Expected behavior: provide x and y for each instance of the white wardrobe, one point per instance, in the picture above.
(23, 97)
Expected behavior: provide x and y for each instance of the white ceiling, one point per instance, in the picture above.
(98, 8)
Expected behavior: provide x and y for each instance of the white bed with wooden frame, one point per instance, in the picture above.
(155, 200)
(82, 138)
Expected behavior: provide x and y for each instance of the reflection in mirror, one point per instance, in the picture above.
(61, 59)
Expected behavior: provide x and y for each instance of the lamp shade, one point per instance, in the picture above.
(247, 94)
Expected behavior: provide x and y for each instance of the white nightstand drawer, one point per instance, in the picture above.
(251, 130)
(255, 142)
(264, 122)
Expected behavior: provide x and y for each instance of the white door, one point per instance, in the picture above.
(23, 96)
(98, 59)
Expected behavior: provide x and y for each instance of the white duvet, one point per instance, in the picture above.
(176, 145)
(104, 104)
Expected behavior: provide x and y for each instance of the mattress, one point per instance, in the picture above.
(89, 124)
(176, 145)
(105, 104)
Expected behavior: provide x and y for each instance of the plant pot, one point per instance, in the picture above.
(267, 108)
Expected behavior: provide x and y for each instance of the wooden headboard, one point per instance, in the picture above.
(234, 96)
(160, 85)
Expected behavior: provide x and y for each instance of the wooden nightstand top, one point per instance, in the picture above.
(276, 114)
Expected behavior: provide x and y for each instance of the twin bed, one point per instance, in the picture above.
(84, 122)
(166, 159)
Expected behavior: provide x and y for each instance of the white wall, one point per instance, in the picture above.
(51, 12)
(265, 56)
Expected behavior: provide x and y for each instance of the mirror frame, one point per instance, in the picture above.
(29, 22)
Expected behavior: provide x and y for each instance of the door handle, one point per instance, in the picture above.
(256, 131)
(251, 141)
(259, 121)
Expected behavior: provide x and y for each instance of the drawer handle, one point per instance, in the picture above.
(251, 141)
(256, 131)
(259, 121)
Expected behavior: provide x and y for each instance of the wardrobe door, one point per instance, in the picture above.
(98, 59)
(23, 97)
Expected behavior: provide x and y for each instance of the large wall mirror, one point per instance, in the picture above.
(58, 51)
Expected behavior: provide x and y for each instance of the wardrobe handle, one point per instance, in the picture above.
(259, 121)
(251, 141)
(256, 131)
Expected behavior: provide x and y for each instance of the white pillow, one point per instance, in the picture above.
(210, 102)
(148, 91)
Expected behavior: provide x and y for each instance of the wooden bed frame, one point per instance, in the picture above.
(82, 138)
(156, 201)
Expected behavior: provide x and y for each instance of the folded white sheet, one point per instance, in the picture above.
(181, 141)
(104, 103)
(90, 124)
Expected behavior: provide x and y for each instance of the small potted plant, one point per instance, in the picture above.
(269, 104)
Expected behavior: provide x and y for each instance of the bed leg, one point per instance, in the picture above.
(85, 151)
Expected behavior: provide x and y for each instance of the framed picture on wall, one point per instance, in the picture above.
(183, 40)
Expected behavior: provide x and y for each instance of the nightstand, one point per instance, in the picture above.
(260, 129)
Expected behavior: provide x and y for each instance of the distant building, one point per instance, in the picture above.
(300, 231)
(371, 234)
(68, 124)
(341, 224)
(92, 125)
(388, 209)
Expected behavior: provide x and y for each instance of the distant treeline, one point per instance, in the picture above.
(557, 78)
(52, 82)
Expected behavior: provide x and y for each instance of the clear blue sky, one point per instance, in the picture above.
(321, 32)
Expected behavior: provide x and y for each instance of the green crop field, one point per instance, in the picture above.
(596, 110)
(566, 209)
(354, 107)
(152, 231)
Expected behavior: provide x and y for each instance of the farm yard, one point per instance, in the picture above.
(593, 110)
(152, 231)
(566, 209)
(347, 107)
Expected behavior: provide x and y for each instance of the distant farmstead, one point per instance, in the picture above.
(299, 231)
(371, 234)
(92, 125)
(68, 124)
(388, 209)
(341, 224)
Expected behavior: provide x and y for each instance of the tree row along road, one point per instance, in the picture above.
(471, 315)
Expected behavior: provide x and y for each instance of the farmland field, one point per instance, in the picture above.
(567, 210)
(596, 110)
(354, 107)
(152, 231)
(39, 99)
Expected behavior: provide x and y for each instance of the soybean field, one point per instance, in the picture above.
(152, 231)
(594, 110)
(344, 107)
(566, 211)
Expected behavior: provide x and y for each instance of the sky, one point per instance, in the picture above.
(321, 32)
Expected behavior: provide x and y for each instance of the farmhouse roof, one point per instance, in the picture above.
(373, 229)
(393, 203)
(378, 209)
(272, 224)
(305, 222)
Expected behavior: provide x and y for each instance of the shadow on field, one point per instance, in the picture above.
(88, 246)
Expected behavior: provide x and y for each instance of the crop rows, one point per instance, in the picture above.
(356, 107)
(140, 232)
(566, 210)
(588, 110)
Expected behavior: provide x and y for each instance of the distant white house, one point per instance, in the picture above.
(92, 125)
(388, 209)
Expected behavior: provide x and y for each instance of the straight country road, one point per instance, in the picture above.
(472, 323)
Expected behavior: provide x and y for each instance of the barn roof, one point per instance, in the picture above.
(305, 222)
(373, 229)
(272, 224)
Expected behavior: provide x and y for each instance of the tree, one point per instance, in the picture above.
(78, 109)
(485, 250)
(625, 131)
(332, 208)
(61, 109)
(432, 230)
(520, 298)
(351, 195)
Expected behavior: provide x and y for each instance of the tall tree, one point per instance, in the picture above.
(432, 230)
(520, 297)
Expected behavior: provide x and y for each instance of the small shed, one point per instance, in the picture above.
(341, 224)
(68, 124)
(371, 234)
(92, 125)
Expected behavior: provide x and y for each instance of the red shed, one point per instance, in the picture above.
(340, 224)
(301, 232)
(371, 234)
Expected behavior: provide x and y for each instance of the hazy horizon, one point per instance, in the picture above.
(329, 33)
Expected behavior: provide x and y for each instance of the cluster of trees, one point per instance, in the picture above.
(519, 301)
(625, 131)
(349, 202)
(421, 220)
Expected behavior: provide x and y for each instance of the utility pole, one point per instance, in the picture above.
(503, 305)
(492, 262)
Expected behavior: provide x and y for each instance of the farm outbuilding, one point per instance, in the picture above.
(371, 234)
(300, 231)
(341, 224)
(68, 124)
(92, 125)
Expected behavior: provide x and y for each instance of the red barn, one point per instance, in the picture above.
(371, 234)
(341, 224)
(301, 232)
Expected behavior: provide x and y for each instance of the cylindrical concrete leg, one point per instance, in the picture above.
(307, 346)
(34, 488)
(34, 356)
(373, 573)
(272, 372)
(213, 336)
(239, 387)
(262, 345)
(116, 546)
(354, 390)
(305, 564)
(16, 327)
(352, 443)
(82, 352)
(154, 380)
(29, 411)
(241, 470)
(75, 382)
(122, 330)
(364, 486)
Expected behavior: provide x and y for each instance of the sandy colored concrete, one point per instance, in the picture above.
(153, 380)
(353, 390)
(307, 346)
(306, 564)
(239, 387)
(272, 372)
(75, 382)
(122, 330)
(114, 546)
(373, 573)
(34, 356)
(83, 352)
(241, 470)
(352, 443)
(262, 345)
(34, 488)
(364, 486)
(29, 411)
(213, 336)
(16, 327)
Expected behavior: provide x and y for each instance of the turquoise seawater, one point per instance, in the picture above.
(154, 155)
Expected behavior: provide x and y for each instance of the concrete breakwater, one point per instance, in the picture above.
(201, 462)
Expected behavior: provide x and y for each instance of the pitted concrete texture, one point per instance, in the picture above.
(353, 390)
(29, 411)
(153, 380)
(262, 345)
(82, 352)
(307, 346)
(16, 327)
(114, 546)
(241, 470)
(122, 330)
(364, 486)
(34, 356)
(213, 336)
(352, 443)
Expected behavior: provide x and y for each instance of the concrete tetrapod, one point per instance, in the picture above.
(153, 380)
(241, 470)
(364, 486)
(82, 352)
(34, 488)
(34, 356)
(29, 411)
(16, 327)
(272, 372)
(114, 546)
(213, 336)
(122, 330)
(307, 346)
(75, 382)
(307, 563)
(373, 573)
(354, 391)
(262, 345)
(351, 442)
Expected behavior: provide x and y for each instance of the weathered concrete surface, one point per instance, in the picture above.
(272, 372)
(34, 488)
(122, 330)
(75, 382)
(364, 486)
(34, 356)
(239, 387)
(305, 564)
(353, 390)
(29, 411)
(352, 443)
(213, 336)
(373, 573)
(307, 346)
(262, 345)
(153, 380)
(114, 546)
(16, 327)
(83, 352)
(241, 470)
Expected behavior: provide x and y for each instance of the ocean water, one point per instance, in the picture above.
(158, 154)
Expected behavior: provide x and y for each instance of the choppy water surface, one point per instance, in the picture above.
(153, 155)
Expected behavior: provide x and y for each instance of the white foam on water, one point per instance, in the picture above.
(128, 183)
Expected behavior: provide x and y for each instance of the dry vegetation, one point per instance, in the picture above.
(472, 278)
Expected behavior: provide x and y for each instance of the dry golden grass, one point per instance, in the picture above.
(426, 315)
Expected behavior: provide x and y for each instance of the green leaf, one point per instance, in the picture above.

───

Requirements
Copy word for word the lines that begin with the line containing "the dry golden" and continue through the last line of the records, including both.

Exercise answer
Expected behavior: provide x and y for each instance of the dry golden grass, one point per instance, in the picture above.
(426, 315)
Expected behavior: provide x and y for each instance of the green leaf, one point per instance, in the picture above.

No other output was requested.